## Избранный фрагмент
------

Кукла и карлик. Христианство между ересью и бунтом

В психоанализе, возможно, крайний случай подобного переворачивания обнаруживается в возникновении так называемого анального характера, когда маленький ребенок отказывается испражняться по мере надобности, предпочитая хранить все в себе, поскольку не хочет лишаться дополнительного удовольствия делать это на своих условиях. Он вырастает скупердяем, субъектом, посвятившим жизнь накоплению сокровищ, он не позволяет себе никаких затрат, никаких удовольствий — все должно служить цели накопления… Парадокс в том, что, когда ребенок отказывается от «кастрации» (от уступки ценного отделяемого объекта), он вступает на тропу, которая завершается его полной самокастрацией в реальности; иначе говоря, его отказ от передачи избыточного объекта обрекает его на запрет получать удовольствие от любого другого объекта. Иначе говоря, его отказ подчиниться требованию реального родительского Другого (вести себя соответствующим образом в туалете) приводит к господству бесконечно более жестокого Другого, интернализованного суперэго, которое будет полностью распоряжаться его затратами. И это вновь возвращает нас к честертоновскому принципу Радости-под-Условием: отказываясь от основополагающего исключения (отдачи избыточного объекта). скупердяй лишается ВСЕХ объектов.

------

## Данные упражнения
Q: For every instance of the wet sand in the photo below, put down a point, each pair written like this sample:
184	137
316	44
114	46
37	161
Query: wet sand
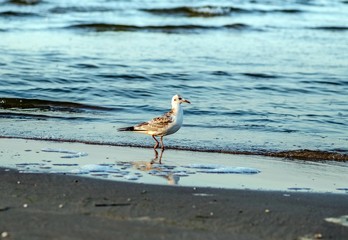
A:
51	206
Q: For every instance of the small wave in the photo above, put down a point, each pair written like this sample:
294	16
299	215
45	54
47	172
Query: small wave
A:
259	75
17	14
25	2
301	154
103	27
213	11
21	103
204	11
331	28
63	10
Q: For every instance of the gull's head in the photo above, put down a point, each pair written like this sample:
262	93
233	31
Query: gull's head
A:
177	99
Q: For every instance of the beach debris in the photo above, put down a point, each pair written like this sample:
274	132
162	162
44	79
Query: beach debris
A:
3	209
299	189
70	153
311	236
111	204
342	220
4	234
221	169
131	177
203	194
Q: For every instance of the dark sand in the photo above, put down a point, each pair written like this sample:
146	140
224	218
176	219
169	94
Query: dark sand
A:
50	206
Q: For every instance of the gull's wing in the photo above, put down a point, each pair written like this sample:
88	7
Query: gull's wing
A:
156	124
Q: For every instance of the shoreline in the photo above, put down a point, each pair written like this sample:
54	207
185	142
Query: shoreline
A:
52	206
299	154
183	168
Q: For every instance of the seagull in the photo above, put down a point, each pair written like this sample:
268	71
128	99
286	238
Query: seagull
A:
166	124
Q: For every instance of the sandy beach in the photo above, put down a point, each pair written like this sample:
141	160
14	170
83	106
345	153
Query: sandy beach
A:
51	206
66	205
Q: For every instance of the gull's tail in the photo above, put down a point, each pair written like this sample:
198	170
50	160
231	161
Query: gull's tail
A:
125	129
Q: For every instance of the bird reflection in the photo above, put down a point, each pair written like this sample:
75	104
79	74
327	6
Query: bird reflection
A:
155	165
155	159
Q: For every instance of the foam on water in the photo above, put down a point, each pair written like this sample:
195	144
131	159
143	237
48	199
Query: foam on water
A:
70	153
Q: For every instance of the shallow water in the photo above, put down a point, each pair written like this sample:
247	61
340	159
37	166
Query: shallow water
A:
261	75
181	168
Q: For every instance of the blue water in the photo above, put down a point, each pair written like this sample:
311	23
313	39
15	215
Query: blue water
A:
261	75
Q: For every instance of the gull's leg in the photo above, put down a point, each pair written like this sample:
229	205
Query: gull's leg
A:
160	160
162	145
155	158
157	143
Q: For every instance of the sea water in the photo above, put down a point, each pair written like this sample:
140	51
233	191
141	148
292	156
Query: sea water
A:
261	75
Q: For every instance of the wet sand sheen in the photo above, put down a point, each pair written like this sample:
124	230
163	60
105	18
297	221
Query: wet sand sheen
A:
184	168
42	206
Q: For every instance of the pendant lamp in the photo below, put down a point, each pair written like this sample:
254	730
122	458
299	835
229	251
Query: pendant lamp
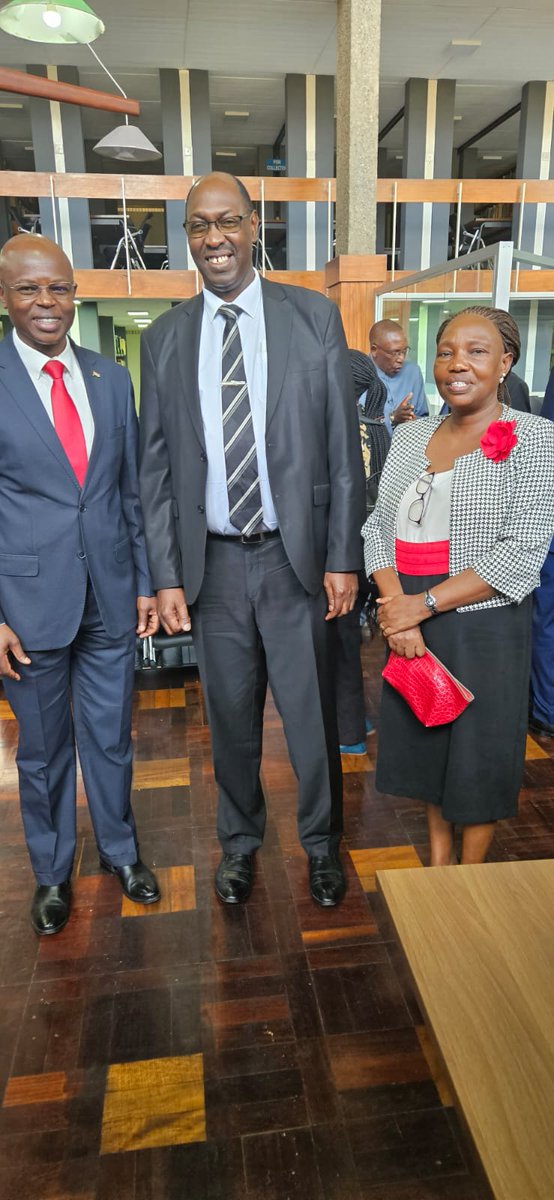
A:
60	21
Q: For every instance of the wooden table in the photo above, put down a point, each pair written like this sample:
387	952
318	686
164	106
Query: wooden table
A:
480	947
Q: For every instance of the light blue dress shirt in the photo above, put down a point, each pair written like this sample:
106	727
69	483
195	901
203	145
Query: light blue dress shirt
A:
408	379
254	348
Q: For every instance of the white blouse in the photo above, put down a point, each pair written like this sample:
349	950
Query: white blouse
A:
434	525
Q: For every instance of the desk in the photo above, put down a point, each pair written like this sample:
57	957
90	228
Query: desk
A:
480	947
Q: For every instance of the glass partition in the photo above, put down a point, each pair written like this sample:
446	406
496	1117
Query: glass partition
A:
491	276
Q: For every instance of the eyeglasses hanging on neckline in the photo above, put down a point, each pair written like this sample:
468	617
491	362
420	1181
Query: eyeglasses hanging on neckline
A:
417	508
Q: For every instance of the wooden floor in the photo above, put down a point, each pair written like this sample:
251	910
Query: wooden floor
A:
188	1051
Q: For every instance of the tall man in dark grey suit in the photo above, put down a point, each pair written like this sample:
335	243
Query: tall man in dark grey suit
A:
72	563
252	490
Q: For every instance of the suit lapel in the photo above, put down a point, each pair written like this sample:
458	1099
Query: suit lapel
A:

------

## Что нужно сделать
• A. Определите, согласуются ли с фрагментом об анальном характере следующие утверждения: (i) ребенок отказывается испражняться по мере надобности, потому что хочет делать это на своих условиях; (ii) выросший скупердяй позволяет себе небольшие удовольствия; (iii) отказ подчиниться реальному родительскому Другому приводит к господству интернализованного суперэго. Ответьте «да» или «нет» на каждое утверждение и приведите решающие слова фрагмента дословно.
• B. Отфильтруйте листинг и выпишите каждую строку, где встречается слово «pendant», с учетом регистра букв.

## Результаты упражнения
• A.
(i) Да: «поскольку не хочет лишаться дополнительного удовольствия делать это на своих условиях».
(ii) Нет: «он не позволяет себе никаких затрат, никаких удовольствий».
(iii) Да: «приводит к господству бесконечно более жестокого Другого, интернализованного суперэго».

• B.
Q: For every instance of the pendant lamp in the photo below, put down a point, each pair written like this sample:
Query: pendant lamp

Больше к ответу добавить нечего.